▶ **GIVEN EXERCISE A**
Print the passage from the review of The Urban Food Revolution word for word, starting at "The town of" and ending at "tire of saying.".
▶ **GIVEN EXERCISE B**
Pick up the review of The Urban Food Revolution after its final sentence and keep writing it.

-- start TEXT BLOCK --

After reading the opening chapters of Peter Ladner’s The Urban Food Revolution, most urbanites and suburbanites will likely agree with his perspective: “The growing gap between our immediate world and the distant worlds that feed us is starting to gnaw at people. They see pieces of their lives fraying, and they see how much of that disintegration is related to the food they eat—or don’t eat. They see the most primal element of personal survival put into the hands of underpaid foreign workers, a few large corporations, and distant mega-farms and processors dependent on diminishing supplies of cheap oil and water.”
World class cities have world class problems and one of them is that they have become “food deserts” where the only dessert on the menu is strawberries that travelled two thousand miles to the table with a dollop of aerosol whipped topping whose label assures us it is an “edible oil product.” Big cities become places where only the rich can afford to enjoy ‘authentic’ foods.
Increasingly all our environmental problems are connected—but as Peter Ladner convincingly points out that might actually be a good thing; because the solution to one problem could go a long way toward solving others.
The town of Ladner, where Peter Ladner grew up, was named for his great grandfather.
Ladner is qualified to write about food and the environment not because he’s a farmer, (he’s not), but because he’s had the experience of watching a small rural village, surrounded by farms, gobbled up and paved over to provide suburban housing as an aggressively expansionist Metro Vancouver pursues its dream of becoming a “world class city,” as local journalists never tire of saying.

-- end TEXT BLOCK --
-- start DATASET SECTION --

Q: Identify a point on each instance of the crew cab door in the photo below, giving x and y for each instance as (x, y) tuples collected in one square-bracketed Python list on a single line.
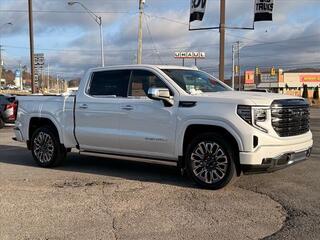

-- end DATASET SECTION --

▶ **TASK OUTPUT A**
The town of Ladner, where Peter Ladner grew up, was named for his great grandfather.
Ladner is qualified to write about food and the environment not because he’s a farmer, (he’s not), but because he’s had the experience of watching a small rural village, surrounded by farms, gobbled up and paved over to provide suburban housing as an aggressively expansionist Metro Vancouver pursues its dream of becoming a “world class city,” as local journalists never tire of saying.

▶ **TASK OUTPUT B**
A journalist who was drawn into local politics and served two terms as a Vancouver city councilor, Ladner worked to get the issue of food security onto the council table and also served as a liaison to the Vancouver Food Policy Council. Partly as a result, Vancouver has a food charter and added over 2,000 food-producing community garden plots as part of the 2010 Olympic and Paralympic Games legacy.
The Urban Food Revolution grew out of Ladner’s activism. It provides a fascinating and well-researched overall guide to a movement that is gaining momentum in large cities all over North America and Europe—the ‘taking back’ of urban turf by green and leafy things that are good for you.
The process embraces every approach from the very simple—such as window-boxed tomatoes and herbs or turning your lawn into a potato patch—to the ingenious—such as rooftop gardens on buildings. Socially complex; neighbourhood community gardens on vacant lots actually appear to reduce crime and ameliorate homelessness by providing food and a sense of pride and satisfaction to local people.
“Agriculture is the new golf,” he writes. That chapter heading isn’t as whimsical as it first seems. I laughed when I read Ladner’s admission that he’d ripped up his Kitsilano front lawn to plant fruit trees, vegetables and berries because a few years ago I, too, started replacing decorative hedges with rows of blueberry bushes and raspberry canes, replacing ornamental shrubs with fruit trees, digging up more lawn and planting more potatoes (the herbaceous border you can eat).
Growing and eating your own food is a heck of a lot more satisfying than whacking a ball around, (or mowing) a vast expensive and inedible patch of grass.
Anyone who grew up in Vancouver over the last four or five decades, like Ladner, has also seen the process of ‘food desertification’ first hand. Vancouver’s hinterland used to be the Fraser Valley, “bottomland” rich in topsoil spread by the Fraser River for millennia. Local produce was so abundant it supported a food-processing and export business under the Fraser Vale label, until 20 years ago.
In the 1950s and ’60s when I was a kid, Richmond was divided up into small holdings intensely cultivated by Chinese farmers who sold to local supermarkets—which now get their produce from California or Mexico—or off the backs of trucks that would just come to our neighbourhoods in North or West Van and park, drop the tailgate and draw a crowd of housewives with baskets and bags.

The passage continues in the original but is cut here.